> **TASK REQUIREMENTS**
Convert the material from the line with "ground and mark it with a bounding box." through the end into a two-column CSV with the headers text and answer. Give one row per JSON array, with the wording before the array in the text field and the array in the answer field, each field quoted and with line breaks turned into spaces.

====================

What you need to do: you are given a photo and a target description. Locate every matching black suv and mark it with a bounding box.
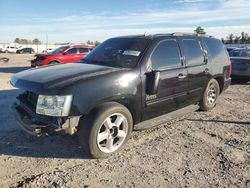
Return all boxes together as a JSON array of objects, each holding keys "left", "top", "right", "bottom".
[
  {"left": 11, "top": 33, "right": 231, "bottom": 158},
  {"left": 16, "top": 48, "right": 35, "bottom": 54}
]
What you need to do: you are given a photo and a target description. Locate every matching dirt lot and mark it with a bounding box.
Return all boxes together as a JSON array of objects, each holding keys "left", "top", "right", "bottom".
[{"left": 0, "top": 54, "right": 250, "bottom": 187}]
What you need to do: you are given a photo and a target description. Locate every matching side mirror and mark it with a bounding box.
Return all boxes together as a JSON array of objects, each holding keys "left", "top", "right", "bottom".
[{"left": 146, "top": 71, "right": 161, "bottom": 95}]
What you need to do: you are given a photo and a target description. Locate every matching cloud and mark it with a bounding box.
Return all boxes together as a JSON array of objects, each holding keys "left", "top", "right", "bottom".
[{"left": 0, "top": 0, "right": 250, "bottom": 42}]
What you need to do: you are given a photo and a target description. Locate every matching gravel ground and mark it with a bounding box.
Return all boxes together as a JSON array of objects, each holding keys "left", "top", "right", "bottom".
[{"left": 0, "top": 54, "right": 250, "bottom": 188}]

====================

> **EXERCISE SOLUTION**
text,answer
"What you need to do: you are given a photo and a target description. Locate every matching gravel ground and mark it with a bounding box. Return all boxes together as a JSON array of objects, each holding keys ""left"", ""top"", ""right"", ""bottom"".","[{""left"": 0, ""top"": 54, ""right"": 250, ""bottom"": 188}]"